# Task:
Repeat all of the data exactly. Leave nothing out.

Excerpts from a dataset:

========================================================================

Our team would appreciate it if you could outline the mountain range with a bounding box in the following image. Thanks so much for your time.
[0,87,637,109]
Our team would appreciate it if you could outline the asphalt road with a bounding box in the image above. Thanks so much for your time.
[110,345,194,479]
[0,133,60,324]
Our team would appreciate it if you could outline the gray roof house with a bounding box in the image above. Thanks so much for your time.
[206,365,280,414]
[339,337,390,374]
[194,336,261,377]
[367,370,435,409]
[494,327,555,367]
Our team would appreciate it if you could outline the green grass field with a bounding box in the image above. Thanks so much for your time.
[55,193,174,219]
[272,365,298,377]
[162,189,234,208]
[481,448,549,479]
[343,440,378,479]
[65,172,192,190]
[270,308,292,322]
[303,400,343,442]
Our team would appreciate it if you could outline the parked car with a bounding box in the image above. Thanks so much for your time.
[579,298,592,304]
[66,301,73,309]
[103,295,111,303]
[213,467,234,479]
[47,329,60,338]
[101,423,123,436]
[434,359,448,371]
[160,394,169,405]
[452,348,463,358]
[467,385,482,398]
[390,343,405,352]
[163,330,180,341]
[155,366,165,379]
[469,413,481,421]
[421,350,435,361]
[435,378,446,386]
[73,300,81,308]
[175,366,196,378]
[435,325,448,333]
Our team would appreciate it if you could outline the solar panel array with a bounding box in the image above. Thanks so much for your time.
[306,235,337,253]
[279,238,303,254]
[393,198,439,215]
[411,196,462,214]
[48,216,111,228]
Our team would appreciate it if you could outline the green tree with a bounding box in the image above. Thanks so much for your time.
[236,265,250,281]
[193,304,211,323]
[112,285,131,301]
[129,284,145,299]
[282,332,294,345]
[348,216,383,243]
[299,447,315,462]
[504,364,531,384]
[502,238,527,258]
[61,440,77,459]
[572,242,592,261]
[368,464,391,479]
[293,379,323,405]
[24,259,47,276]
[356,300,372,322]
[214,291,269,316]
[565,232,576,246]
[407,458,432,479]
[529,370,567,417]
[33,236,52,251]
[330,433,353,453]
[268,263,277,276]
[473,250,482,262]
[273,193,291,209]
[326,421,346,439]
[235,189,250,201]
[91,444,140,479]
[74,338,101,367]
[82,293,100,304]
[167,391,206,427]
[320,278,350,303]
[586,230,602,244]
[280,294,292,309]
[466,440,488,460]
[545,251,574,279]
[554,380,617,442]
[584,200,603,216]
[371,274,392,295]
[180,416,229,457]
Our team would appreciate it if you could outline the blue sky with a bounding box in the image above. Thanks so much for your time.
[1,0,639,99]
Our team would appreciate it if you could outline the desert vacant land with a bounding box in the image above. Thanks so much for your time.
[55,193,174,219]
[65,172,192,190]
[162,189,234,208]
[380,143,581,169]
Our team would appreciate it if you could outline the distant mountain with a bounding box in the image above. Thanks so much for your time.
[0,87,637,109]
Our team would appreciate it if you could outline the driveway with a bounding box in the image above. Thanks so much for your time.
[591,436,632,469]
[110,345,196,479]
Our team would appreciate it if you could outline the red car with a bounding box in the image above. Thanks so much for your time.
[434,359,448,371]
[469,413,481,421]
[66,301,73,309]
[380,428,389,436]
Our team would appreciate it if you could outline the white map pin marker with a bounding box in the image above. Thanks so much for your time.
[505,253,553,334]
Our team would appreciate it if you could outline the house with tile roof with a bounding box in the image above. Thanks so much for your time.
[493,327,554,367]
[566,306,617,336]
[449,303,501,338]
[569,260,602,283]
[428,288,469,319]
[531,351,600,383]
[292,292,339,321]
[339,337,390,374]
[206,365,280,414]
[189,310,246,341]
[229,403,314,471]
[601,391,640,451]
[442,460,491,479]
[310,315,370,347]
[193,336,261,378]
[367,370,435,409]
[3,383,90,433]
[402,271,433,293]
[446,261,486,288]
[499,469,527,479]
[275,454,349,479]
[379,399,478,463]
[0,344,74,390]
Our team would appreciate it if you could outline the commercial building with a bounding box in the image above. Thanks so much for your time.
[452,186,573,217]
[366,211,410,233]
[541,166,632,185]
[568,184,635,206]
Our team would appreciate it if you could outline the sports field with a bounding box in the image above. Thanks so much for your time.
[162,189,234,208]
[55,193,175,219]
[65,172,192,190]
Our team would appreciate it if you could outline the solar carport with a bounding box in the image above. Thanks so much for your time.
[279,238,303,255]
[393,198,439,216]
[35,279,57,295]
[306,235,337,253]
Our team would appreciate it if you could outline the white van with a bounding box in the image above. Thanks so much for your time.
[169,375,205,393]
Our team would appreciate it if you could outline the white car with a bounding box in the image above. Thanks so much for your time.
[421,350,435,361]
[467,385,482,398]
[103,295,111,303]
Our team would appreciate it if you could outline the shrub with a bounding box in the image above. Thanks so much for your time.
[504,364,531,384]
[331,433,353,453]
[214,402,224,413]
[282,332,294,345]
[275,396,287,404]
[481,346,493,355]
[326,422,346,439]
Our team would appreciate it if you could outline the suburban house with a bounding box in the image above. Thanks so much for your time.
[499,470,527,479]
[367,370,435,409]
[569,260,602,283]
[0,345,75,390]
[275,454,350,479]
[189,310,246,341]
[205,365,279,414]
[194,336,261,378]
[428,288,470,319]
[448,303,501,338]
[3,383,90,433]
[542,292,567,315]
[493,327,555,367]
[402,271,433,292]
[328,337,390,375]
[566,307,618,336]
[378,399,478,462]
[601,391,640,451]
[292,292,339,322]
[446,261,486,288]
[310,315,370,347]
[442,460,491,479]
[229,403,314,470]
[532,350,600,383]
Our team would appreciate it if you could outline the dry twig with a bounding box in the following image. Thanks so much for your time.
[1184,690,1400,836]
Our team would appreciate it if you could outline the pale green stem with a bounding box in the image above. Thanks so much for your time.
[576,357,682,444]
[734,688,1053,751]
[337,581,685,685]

========================================================================

# Written answer:
Our team would appreciate it if you could outline the mountain range with a bounding box in the following image. Thanks so much for your time.
[0,87,637,109]
Our team would appreciate it if you could outline the asphalt road with a bounding box in the image above. Thanks so much for your time.
[110,345,194,479]
[0,133,60,324]
Our team would appreciate it if you could outline the gray roof house with a bounding box in the image above. Thanks so much for your time.
[206,365,280,414]
[339,337,390,374]
[194,336,261,377]
[367,370,435,409]
[494,327,555,367]
Our team would appreciate it if you could outline the green grass field with a bounding box in the image above. Thanks so much for your time.
[55,193,174,219]
[272,365,298,377]
[162,189,234,208]
[481,448,549,479]
[343,440,378,479]
[65,172,192,190]
[270,308,292,322]
[303,400,343,442]
Our team would appreciate it if you could outline the parked car with a bounding box in the image above. Thanks so much for your time.
[579,298,592,304]
[66,301,73,309]
[103,295,111,303]
[213,467,234,479]
[47,329,60,338]
[101,423,123,436]
[434,359,448,371]
[160,394,169,405]
[452,348,463,358]
[467,385,482,398]
[390,343,405,352]
[163,330,180,341]
[155,366,165,379]
[469,413,481,421]
[421,350,435,361]
[435,378,446,386]
[73,300,81,308]
[175,366,196,378]
[435,325,448,333]
Our team would appreciate it if you could outline the solar panel array with a bounding box in the image above. Thanks so much for your time.
[306,235,337,253]
[279,238,303,254]
[393,198,439,215]
[411,196,462,214]
[48,216,111,228]
Our team would appreciate it if you could outline the green tree with a bounding box in the image above. Thanks so much for your time.
[236,265,250,281]
[193,304,211,323]
[112,285,131,301]
[129,284,145,299]
[282,332,294,345]
[348,216,383,243]
[299,447,315,462]
[504,364,531,384]
[502,238,527,258]
[61,440,77,459]
[572,242,592,261]
[368,464,391,479]
[293,379,323,405]
[24,259,47,276]
[356,300,372,322]
[214,291,269,316]
[565,232,576,246]
[407,458,432,479]
[529,370,567,417]
[33,236,52,251]
[330,433,353,453]
[268,263,277,276]
[473,250,482,262]
[273,193,291,209]
[326,421,346,439]
[235,189,250,201]
[91,444,140,479]
[74,338,101,367]
[82,293,100,304]
[167,391,206,427]
[320,278,350,303]
[586,230,602,244]
[280,294,292,309]
[466,440,488,460]
[545,251,574,279]
[554,380,617,442]
[584,200,603,216]
[371,274,392,295]
[180,416,229,457]
Our team would appreciate it if you could outline the blue sky with a bounding box in the image above. Thanks so much for your time.
[1,0,639,99]
Our team would appreciate it if you could outline the desert vacant land with a bounding box in the image above. Thanks so much for your time.
[55,193,174,219]
[65,172,192,190]
[162,189,234,208]
[380,143,581,169]
Our team would appreciate it if you could outline the distant mountain with a bounding box in the image above. Thanks so much for your time.
[0,87,637,109]
Our team would appreciate it if you could outline the driveway with a bounding box in the image above. Thanks so much for your time.
[591,436,632,469]
[110,345,196,479]
Our team would appreciate it if you could outline the red car with a bounding box in the image above. Thanks so much for your time.
[434,359,448,371]
[469,413,481,421]
[66,301,73,309]
[380,428,389,436]
Our team would appreciate it if you could outline the white map pin marker with a bounding box in the image above. Thanks so much for your time.
[505,253,553,334]
Our team would appreciate it if you could outline the house with tile roof with a bounding box in the image above. Thanks so much for your time.
[493,327,554,367]
[566,306,617,336]
[449,303,501,338]
[569,260,602,283]
[428,288,469,319]
[531,351,600,383]
[292,292,339,321]
[339,337,390,374]
[206,365,280,414]
[189,310,246,341]
[229,403,314,471]
[601,391,640,451]
[442,460,491,479]
[310,315,370,347]
[193,336,261,378]
[367,370,435,409]
[3,383,90,433]
[402,271,433,293]
[446,261,486,288]
[499,469,527,479]
[275,454,349,479]
[379,399,478,463]
[0,344,74,390]
Our team would appreciate it if you could outline the commercial building with a bounding box in the image above. Thanks so much for your time.
[452,186,573,217]
[366,211,410,233]
[541,166,632,185]
[568,184,635,206]
Our team would appreciate it if you could outline the sports field with a bounding box in the image above. Thanks so much for your time.
[162,189,234,208]
[55,193,175,219]
[65,172,192,190]
Our team would appreciate it if you could outline the solar carport with a bounding box in the image above. Thanks so much for your time.
[279,238,303,255]
[393,198,439,216]
[35,279,57,295]
[306,235,337,253]
Our team would appreciate it if you could outline the white van with a bounding box in the image above. Thanks so much for your time.
[169,375,205,393]
Our team would appreciate it if you could outline the white car with a bounding box in the image above. Thanks so much for your time.
[421,350,435,361]
[467,385,482,398]
[103,295,111,303]
Our team would appreciate it if you could outline the shrub with a bounding box in the image above. Thanks so much for your time.
[504,364,531,384]
[331,433,353,453]
[214,402,224,413]
[282,332,294,345]
[275,396,287,404]
[481,346,493,355]
[326,422,346,439]
Our team would appreciate it if you could outline the suburban house with a bounding box in the image above. Thanks so much for your time.
[499,470,527,479]
[367,370,435,409]
[569,260,602,283]
[0,345,75,390]
[275,454,350,479]
[189,310,246,341]
[205,365,279,414]
[194,336,261,378]
[428,288,470,319]
[448,303,501,338]
[3,383,90,433]
[542,292,567,315]
[493,327,555,367]
[402,271,433,292]
[328,337,390,375]
[566,307,618,336]
[378,399,478,462]
[601,391,640,451]
[292,292,339,322]
[446,261,486,288]
[310,315,370,347]
[442,460,491,479]
[229,403,314,470]
[532,350,600,383]
Our team would appreciate it if you could outline the dry twig with a bounding box in the following image. Thanks so much for your time.
[1184,690,1400,836]
Our team would appreciate it if you could outline the pale green stem with a bounding box in the image above. Thanks so much for your time.
[576,357,682,444]
[734,688,1053,751]
[337,581,685,685]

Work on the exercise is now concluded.